RECORDS FOR THIS TASK
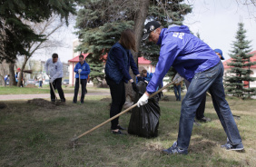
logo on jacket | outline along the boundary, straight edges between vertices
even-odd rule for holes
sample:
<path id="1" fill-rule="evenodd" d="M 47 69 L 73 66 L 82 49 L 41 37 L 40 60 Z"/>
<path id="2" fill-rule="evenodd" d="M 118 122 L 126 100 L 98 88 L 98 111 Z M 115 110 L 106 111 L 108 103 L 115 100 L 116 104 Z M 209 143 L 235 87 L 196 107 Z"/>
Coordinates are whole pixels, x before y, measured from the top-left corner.
<path id="1" fill-rule="evenodd" d="M 173 33 L 172 36 L 174 36 L 174 37 L 178 37 L 179 36 L 180 39 L 183 39 L 182 37 L 183 37 L 184 34 L 185 34 L 184 33 L 177 33 L 177 32 L 175 32 L 175 33 Z"/>

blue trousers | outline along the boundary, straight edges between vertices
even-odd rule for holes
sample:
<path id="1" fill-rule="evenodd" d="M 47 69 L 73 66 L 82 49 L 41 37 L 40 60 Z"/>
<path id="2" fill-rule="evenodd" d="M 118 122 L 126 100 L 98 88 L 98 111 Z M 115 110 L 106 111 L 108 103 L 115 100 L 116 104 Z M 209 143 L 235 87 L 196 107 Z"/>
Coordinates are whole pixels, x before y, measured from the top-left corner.
<path id="1" fill-rule="evenodd" d="M 174 93 L 175 93 L 175 96 L 176 96 L 176 100 L 181 101 L 182 100 L 181 84 L 179 84 L 179 85 L 173 84 L 173 90 L 174 90 Z"/>
<path id="2" fill-rule="evenodd" d="M 223 65 L 220 62 L 214 67 L 195 74 L 182 103 L 177 146 L 188 149 L 196 110 L 209 90 L 214 109 L 231 145 L 241 144 L 241 139 L 231 112 L 222 83 Z"/>

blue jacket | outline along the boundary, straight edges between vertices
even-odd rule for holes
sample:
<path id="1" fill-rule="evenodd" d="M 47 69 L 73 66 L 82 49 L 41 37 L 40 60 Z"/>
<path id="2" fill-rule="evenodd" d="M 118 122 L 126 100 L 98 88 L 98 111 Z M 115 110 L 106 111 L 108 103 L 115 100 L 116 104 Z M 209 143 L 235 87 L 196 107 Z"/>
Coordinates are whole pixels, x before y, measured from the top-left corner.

GIVEN PROBLEM
Update these lines by putting "straight segments joining the vertices" wherever "straight edges between vertices" appears, and leave everything else unchanged. Omit the pictures from your answer.

ANSWER TO THIS EXERCISE
logo on jacket | outline along the boundary, straight segments joining the vertices
even-odd rule for holes
sample:
<path id="1" fill-rule="evenodd" d="M 47 69 L 73 66 L 82 49 L 41 37 L 40 60 Z"/>
<path id="2" fill-rule="evenodd" d="M 118 122 L 126 100 L 98 88 L 98 111 Z M 115 110 L 106 111 L 108 103 L 115 100 L 116 104 Z M 209 143 L 235 87 L 196 107 Z"/>
Coordinates are whole pixels, x before y, measured from the top-left corner.
<path id="1" fill-rule="evenodd" d="M 173 33 L 172 36 L 174 36 L 174 37 L 178 37 L 179 36 L 180 39 L 183 39 L 182 37 L 183 37 L 184 34 L 185 34 L 184 33 L 177 33 L 177 32 L 175 32 L 175 33 Z"/>

blue trousers | outline along the boundary, straight segments joining the vertices
even-odd rule for holes
sample:
<path id="1" fill-rule="evenodd" d="M 47 69 L 73 66 L 82 49 L 41 37 L 40 60 Z"/>
<path id="2" fill-rule="evenodd" d="M 118 122 L 126 100 L 98 88 L 98 111 Z M 115 110 L 106 111 L 108 103 L 115 100 L 116 104 Z M 209 143 L 235 87 L 196 107 Z"/>
Coordinates are whole pixels, x before y, measured from the top-left corner.
<path id="1" fill-rule="evenodd" d="M 174 93 L 175 93 L 175 96 L 176 96 L 176 100 L 181 101 L 182 100 L 181 84 L 179 84 L 179 85 L 173 84 L 173 90 L 174 90 Z"/>
<path id="2" fill-rule="evenodd" d="M 223 65 L 220 62 L 214 67 L 195 74 L 182 103 L 177 146 L 188 149 L 196 110 L 209 90 L 214 109 L 231 145 L 241 144 L 241 139 L 231 112 L 222 83 Z"/>

blue jacket | outline along the boundary, straight segments joining the vertices
even-odd rule for holes
sample:
<path id="1" fill-rule="evenodd" d="M 47 69 L 73 66 L 82 49 L 41 37 L 40 60 Z"/>
<path id="2" fill-rule="evenodd" d="M 118 122 L 126 100 L 98 88 L 98 111 Z M 115 110 L 106 111 L 108 103 L 115 100 L 116 104 Z M 209 143 L 235 87 L 196 107 Z"/>
Coordinates are whole pixels, x before y, measured from the top-left corner.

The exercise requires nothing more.